* [EXERCISE INPUTS]:
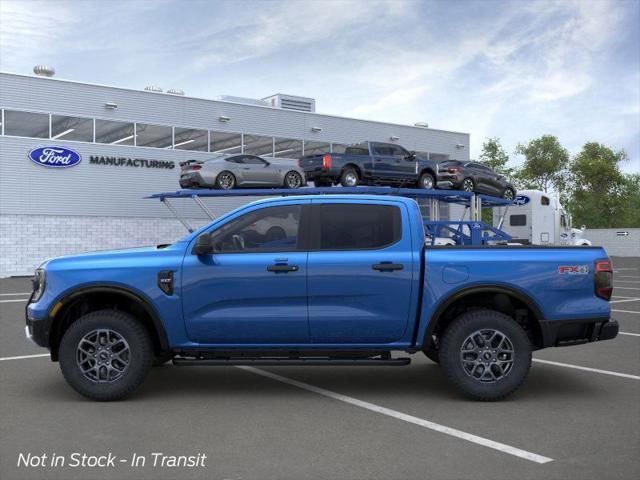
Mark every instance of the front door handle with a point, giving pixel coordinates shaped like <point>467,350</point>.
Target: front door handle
<point>387,266</point>
<point>277,268</point>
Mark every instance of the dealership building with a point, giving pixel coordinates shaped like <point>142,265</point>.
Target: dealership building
<point>129,144</point>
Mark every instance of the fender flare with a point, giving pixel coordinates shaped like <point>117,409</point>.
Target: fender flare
<point>486,288</point>
<point>126,292</point>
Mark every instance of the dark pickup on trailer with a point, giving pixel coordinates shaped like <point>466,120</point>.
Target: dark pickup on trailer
<point>370,163</point>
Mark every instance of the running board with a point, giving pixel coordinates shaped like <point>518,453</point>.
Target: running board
<point>190,362</point>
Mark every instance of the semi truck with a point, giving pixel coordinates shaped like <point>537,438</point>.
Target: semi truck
<point>537,218</point>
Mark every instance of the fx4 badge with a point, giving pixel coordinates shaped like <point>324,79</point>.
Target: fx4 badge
<point>573,269</point>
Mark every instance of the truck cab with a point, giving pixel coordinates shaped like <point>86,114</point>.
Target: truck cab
<point>537,218</point>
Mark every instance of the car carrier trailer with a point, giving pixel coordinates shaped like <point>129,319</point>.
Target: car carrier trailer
<point>454,232</point>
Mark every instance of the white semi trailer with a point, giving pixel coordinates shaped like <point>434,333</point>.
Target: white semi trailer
<point>537,218</point>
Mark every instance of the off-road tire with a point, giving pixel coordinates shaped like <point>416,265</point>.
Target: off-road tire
<point>452,343</point>
<point>140,358</point>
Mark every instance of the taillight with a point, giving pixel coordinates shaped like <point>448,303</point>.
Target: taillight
<point>603,279</point>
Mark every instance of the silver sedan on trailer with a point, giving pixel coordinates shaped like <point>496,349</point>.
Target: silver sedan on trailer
<point>231,171</point>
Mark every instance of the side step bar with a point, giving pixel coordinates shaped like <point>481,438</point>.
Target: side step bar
<point>190,362</point>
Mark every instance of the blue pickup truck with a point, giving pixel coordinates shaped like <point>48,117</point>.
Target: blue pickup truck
<point>317,280</point>
<point>371,163</point>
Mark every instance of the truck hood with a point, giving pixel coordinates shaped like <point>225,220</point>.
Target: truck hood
<point>95,259</point>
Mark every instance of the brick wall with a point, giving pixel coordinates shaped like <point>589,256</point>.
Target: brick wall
<point>28,240</point>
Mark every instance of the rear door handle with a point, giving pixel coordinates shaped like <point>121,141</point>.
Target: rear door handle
<point>282,268</point>
<point>387,266</point>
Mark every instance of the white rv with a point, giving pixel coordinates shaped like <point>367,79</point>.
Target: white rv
<point>537,218</point>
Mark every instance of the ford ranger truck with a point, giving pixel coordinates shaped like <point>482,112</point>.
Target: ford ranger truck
<point>350,283</point>
<point>371,163</point>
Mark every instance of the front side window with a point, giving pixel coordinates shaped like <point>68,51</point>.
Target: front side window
<point>271,229</point>
<point>358,226</point>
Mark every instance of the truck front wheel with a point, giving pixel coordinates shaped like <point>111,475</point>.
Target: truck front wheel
<point>485,354</point>
<point>105,355</point>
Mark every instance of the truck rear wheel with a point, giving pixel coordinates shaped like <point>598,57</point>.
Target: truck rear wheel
<point>105,355</point>
<point>485,354</point>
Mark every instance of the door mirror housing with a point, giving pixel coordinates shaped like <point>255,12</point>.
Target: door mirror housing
<point>203,245</point>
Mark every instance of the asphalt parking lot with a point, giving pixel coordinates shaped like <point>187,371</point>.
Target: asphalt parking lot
<point>577,416</point>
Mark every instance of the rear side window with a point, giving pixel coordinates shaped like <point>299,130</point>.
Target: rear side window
<point>518,220</point>
<point>358,227</point>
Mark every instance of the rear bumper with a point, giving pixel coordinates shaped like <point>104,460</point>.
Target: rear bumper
<point>561,333</point>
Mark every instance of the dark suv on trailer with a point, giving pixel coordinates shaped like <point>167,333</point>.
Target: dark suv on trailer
<point>475,177</point>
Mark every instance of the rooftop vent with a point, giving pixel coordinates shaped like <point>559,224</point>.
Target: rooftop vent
<point>244,100</point>
<point>291,102</point>
<point>44,71</point>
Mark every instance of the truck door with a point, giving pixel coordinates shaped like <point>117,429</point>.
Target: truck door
<point>253,288</point>
<point>360,272</point>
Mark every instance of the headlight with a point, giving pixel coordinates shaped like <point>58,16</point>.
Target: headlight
<point>39,283</point>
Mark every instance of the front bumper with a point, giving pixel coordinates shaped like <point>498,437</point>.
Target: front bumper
<point>561,333</point>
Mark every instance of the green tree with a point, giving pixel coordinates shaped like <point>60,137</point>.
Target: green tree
<point>494,156</point>
<point>544,165</point>
<point>599,194</point>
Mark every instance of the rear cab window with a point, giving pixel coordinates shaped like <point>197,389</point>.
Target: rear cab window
<point>358,226</point>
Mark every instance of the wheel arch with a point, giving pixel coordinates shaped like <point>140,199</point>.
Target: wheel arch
<point>96,297</point>
<point>501,298</point>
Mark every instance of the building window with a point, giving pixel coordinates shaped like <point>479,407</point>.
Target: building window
<point>287,148</point>
<point>228,143</point>
<point>115,133</point>
<point>258,145</point>
<point>26,124</point>
<point>157,136</point>
<point>71,128</point>
<point>316,148</point>
<point>191,139</point>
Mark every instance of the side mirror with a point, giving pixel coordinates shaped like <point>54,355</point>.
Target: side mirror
<point>203,245</point>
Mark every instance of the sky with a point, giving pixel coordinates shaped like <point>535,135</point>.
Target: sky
<point>509,69</point>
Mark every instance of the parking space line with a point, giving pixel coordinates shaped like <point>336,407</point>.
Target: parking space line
<point>587,369</point>
<point>21,357</point>
<point>485,442</point>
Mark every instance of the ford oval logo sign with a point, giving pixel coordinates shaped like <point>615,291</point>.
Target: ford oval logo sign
<point>55,157</point>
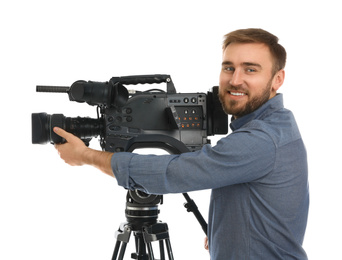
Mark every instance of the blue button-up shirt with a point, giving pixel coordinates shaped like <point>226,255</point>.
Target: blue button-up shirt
<point>258,176</point>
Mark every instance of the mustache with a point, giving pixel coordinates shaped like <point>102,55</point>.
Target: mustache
<point>236,88</point>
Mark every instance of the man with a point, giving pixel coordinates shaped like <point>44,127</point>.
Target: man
<point>258,173</point>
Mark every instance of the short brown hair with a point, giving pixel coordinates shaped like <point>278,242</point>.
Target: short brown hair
<point>253,35</point>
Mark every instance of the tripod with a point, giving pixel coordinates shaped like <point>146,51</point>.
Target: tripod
<point>141,214</point>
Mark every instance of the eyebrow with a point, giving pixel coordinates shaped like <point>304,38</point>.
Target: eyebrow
<point>244,64</point>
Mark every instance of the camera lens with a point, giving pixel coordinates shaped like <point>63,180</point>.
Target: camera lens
<point>43,124</point>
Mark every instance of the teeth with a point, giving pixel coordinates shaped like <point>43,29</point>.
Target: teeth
<point>237,93</point>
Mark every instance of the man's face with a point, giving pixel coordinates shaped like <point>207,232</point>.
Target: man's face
<point>246,80</point>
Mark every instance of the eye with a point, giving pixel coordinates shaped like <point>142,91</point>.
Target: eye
<point>250,70</point>
<point>228,68</point>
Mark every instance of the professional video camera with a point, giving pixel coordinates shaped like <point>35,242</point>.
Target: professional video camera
<point>175,122</point>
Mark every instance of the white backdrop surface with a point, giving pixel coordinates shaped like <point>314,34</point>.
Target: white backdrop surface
<point>50,210</point>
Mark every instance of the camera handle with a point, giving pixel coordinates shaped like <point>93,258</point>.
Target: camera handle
<point>147,79</point>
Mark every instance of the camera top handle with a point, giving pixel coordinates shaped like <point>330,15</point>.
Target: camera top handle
<point>108,94</point>
<point>147,79</point>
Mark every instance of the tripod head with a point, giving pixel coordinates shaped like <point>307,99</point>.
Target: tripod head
<point>142,208</point>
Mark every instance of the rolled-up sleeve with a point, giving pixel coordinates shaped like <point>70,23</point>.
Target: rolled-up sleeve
<point>242,156</point>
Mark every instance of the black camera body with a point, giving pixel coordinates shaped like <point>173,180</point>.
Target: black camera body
<point>176,122</point>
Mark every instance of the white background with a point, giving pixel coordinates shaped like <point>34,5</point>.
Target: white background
<point>50,210</point>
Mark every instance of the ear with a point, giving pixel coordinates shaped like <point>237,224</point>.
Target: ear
<point>278,80</point>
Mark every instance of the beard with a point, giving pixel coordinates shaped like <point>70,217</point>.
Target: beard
<point>232,107</point>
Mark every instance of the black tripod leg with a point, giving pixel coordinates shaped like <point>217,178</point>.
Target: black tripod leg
<point>192,207</point>
<point>161,249</point>
<point>116,249</point>
<point>122,236</point>
<point>169,249</point>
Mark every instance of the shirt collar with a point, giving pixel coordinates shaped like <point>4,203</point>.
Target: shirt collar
<point>270,106</point>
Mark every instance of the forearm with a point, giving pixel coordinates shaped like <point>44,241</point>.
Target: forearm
<point>75,153</point>
<point>100,160</point>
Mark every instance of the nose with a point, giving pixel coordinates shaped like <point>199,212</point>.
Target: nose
<point>237,78</point>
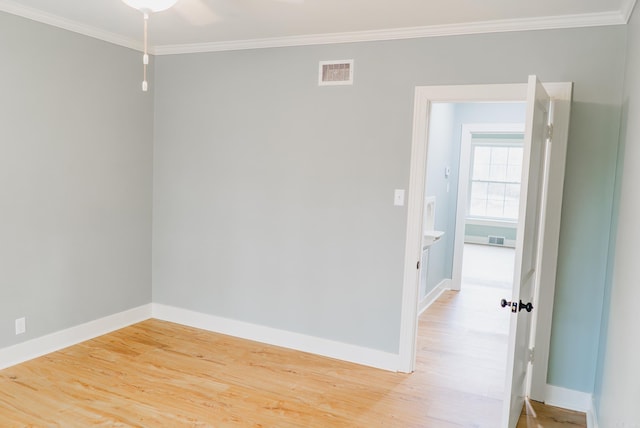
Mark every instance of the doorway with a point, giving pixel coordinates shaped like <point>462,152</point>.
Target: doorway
<point>552,194</point>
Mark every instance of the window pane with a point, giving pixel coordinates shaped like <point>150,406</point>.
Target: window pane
<point>495,208</point>
<point>495,191</point>
<point>511,209</point>
<point>498,173</point>
<point>479,190</point>
<point>514,173</point>
<point>482,154</point>
<point>478,208</point>
<point>515,155</point>
<point>499,155</point>
<point>495,180</point>
<point>512,193</point>
<point>480,171</point>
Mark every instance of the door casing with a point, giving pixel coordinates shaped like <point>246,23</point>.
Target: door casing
<point>560,94</point>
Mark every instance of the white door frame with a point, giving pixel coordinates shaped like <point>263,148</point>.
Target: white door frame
<point>463,187</point>
<point>426,95</point>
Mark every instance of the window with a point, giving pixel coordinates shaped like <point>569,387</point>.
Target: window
<point>496,169</point>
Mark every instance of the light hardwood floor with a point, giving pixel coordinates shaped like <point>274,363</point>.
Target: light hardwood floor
<point>158,374</point>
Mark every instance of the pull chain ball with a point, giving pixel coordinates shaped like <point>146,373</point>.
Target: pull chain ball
<point>147,7</point>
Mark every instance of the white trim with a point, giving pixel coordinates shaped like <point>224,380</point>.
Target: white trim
<point>568,398</point>
<point>619,17</point>
<point>37,347</point>
<point>272,336</point>
<point>433,295</point>
<point>424,96</point>
<point>18,9</point>
<point>560,94</point>
<point>592,415</point>
<point>626,9</point>
<point>497,26</point>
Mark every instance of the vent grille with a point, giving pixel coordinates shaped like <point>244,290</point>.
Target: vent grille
<point>336,72</point>
<point>496,240</point>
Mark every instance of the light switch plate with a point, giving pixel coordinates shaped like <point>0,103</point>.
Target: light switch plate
<point>398,197</point>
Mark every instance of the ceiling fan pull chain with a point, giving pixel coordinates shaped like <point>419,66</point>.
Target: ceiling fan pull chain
<point>145,57</point>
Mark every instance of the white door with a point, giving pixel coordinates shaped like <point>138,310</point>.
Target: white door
<point>527,246</point>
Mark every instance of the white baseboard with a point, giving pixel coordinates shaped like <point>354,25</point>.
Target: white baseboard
<point>433,295</point>
<point>286,339</point>
<point>592,416</point>
<point>37,347</point>
<point>568,399</point>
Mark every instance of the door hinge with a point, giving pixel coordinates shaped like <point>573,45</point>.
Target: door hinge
<point>549,131</point>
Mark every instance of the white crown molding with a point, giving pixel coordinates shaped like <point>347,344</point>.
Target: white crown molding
<point>526,24</point>
<point>15,8</point>
<point>626,9</point>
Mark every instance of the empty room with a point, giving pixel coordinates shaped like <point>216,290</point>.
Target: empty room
<point>216,213</point>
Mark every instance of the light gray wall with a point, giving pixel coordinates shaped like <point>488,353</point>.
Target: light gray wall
<point>75,179</point>
<point>617,391</point>
<point>273,197</point>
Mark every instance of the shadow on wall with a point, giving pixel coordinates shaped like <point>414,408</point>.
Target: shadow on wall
<point>588,209</point>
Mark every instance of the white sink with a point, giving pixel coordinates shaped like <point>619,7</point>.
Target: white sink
<point>430,237</point>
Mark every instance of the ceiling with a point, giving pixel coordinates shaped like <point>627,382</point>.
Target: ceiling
<point>214,25</point>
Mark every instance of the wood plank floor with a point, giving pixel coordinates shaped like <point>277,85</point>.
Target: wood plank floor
<point>158,374</point>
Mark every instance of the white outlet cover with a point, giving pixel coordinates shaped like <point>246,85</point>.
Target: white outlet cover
<point>398,197</point>
<point>21,325</point>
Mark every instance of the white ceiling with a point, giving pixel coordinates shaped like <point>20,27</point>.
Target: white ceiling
<point>210,25</point>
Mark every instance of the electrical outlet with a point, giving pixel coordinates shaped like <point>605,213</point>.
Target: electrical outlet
<point>21,325</point>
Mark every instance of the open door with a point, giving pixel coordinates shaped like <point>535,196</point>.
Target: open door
<point>527,246</point>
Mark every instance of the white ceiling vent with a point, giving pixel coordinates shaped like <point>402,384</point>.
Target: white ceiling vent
<point>336,72</point>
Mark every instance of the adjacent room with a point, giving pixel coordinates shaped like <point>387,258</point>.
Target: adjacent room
<point>204,212</point>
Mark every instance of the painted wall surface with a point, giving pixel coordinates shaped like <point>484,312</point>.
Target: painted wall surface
<point>617,389</point>
<point>273,196</point>
<point>439,157</point>
<point>75,179</point>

* [SET EXERCISE]: Express the data between the lines holding "Mark every instance of the rooftop" and "<point>39,283</point>", inclusive, as a two-column CSV with the headers instruction and points. Give one row per request, with its text and its answer each in a single quoted field and line breaks replaced by spaces.

* [COMPLETE RESPONSE]:
instruction,points
"Mark every instance of the rooftop vent with a point, giving pixel coordinates shaped like <point>559,224</point>. Target: rooftop vent","<point>244,100</point> <point>291,102</point> <point>44,71</point>"
"Mark every instance of the truck door with a point, giving pixel coordinates shaped like <point>117,429</point>. Target: truck door","<point>253,288</point> <point>360,272</point>"
"Mark every instance of the headlight with a point, giving pixel coordinates shaped like <point>58,16</point>. Target: headlight","<point>39,283</point>"